**WRITTEN PROBLEM:** Rewrite the data below, replacing every "zone-occupancy summary" with "zone-occupancy report" and leaving everything else unchanged.

********************

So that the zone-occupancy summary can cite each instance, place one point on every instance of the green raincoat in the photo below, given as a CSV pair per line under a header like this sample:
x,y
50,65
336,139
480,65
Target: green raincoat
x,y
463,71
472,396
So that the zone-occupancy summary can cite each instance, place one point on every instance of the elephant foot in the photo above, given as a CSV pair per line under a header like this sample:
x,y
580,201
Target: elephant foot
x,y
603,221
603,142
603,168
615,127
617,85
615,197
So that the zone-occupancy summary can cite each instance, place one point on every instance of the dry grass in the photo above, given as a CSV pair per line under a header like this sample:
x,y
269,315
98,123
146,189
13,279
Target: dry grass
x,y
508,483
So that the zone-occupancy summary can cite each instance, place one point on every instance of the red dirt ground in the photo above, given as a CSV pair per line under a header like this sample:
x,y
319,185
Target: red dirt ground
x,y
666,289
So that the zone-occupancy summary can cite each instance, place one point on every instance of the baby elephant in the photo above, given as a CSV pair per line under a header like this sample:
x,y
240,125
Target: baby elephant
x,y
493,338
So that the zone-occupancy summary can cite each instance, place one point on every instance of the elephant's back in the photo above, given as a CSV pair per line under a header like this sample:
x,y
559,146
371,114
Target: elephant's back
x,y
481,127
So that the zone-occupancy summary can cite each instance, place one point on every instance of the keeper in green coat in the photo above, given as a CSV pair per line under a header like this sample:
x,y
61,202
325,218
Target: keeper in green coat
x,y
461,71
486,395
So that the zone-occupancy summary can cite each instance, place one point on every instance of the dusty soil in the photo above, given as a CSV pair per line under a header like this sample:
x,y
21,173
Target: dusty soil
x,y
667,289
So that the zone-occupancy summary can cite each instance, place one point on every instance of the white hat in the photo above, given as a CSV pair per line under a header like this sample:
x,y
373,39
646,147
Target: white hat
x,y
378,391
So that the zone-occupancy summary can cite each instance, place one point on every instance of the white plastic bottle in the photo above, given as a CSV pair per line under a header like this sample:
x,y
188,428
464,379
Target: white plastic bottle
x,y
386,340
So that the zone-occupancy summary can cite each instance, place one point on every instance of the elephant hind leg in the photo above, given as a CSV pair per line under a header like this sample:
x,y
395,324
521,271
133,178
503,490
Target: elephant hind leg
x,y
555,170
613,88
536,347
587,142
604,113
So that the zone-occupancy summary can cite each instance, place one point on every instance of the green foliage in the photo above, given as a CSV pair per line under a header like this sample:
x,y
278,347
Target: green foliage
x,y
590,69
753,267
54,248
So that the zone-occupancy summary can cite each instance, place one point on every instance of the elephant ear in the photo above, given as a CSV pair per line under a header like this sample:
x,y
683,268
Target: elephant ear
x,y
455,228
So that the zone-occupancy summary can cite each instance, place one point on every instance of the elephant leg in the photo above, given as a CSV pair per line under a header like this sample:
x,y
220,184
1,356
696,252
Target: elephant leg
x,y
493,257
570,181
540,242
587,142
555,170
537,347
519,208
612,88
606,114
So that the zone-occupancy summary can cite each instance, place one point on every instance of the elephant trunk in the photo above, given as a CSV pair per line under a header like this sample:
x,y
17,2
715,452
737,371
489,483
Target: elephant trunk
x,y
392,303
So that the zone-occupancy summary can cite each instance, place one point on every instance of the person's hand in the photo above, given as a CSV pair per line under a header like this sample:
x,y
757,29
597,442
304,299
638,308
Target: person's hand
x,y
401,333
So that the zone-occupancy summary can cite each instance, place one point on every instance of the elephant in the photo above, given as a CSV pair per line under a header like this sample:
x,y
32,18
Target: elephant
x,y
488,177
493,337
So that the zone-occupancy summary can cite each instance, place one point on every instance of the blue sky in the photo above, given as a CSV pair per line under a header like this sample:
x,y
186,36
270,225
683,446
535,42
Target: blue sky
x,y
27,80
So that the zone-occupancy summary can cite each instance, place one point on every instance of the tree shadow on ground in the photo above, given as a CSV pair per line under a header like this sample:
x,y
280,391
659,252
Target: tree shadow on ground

********************

**ANSWER BELOW:**
So that the zone-occupancy report can cite each instance, place one point on every instance of the green raincoat in the photo below, given as a CSV pair per line under a header like this sample:
x,y
50,65
336,139
480,65
Target: green raincoat
x,y
463,71
472,396
So that the zone-occupancy report can cite each instance, place one point on every instance of the elephant foot in the photo above, given as a CSV pair per line under a header like this sample:
x,y
580,201
Target: elephant foot
x,y
603,221
603,142
603,168
615,127
617,85
615,197
So that the zone-occupancy report can cite each instance, place one point on every instance of the dry grass in the photo above, given as a CSV pair per line under a header like this sample:
x,y
269,315
98,123
146,189
13,279
Target: dry grass
x,y
508,483
So that the zone-occupancy report can cite each instance, place one point on every instance of the red dirt ground in the photo above, given as a CSV pair per line under a header like this sample:
x,y
319,185
Target: red dirt ground
x,y
666,289
So that the zone-occupancy report can cite each instance, place one point on every instance of the baby elephant in the photo above, given as a CSV pair per line under a header like this sample:
x,y
240,125
Target: baby elephant
x,y
493,338
So that the zone-occupancy report can cite each instance, place one point on every instance of the elephant's back in the photo above, given as a CSV pair per line under a header like this sample:
x,y
559,146
371,114
Target: elephant's back
x,y
481,127
So that the zone-occupancy report can cite each instance, place one point on every instance of the keeper in green coat in the photo above, given as a CSV pair per line under a header like this sample:
x,y
61,202
325,218
Target: keeper in green coat
x,y
461,71
486,395
So that the zone-occupancy report can cite each instance, place one point on every instance of the dusty soil in the photo above, given as a CSV pair per line under a header like this sample:
x,y
21,173
Target: dusty soil
x,y
667,289
So that the zone-occupancy report can cite each instance, place one point on every instance of the white hat in the photo above, given as a CSV pair per line under a header like this sample:
x,y
373,39
646,147
Target: white hat
x,y
378,391
So that the zone-occupancy report can cite each instance, place one point on every instance of the white plastic bottle in the photo above, given as a CSV pair per line under a header like this sample:
x,y
188,428
464,379
Target: white plastic bottle
x,y
386,340
So that the zone-occupancy report can cite each instance, place one point on every instance of the elephant hind leg in the photo above, given as a CSV pair per line under a header like this sample:
x,y
395,324
521,271
133,178
503,490
Target: elephant hind leg
x,y
555,170
613,88
536,347
587,142
604,113
So that the zone-occupancy report can cite each instance, place one point on every instance of the green foliage in the photo above, given as a CSV pair per line under a header like this sample:
x,y
278,347
Target: green foliage
x,y
590,69
753,267
54,248
So that the zone-occupancy report can cite each instance, place one point on every instance of the elephant ear in the photo above, given as a CSV pair per line under a header like this sample:
x,y
683,268
Target: elephant ear
x,y
455,228
So that the zone-occupancy report can cite each instance, place one point on every instance of the elephant leg in the photo above, given as a CSV pair per line under a header like this sample:
x,y
220,184
1,356
696,252
Target: elephant leg
x,y
493,257
570,181
540,242
587,142
555,170
537,347
519,208
612,88
606,114
So that the zone-occupancy report can cite each instance, place one point on every instance of the elephant trunk in the photo above, given as a CSV pair per line under a header like this sample:
x,y
17,2
715,452
737,371
489,483
Target: elephant trunk
x,y
392,303
So that the zone-occupancy report can cite each instance, place one point on every instance of the person's hand in the photo above, given as a CSV pair per line under a header like this sample:
x,y
757,29
597,442
304,299
638,308
Target: person's hand
x,y
401,333
So that the zone-occupancy report can cite each instance, place one point on every instance of the elephant in the photo above, given as a CSV pair per line under a header like this sample:
x,y
32,18
Target: elephant
x,y
488,177
493,337
So that the zone-occupancy report can cite each instance, place one point on every instance of the blue sky in the photo above, given as a CSV pair per line under a header like this sample:
x,y
186,36
270,225
683,446
535,42
Target: blue sky
x,y
27,80
So that the zone-occupancy report can cite each instance, place one point on every instance of the tree shadow on ground in the photo above, given as a CSV pair per line under a header like this sample:
x,y
280,391
659,252
Target: tree shadow on ground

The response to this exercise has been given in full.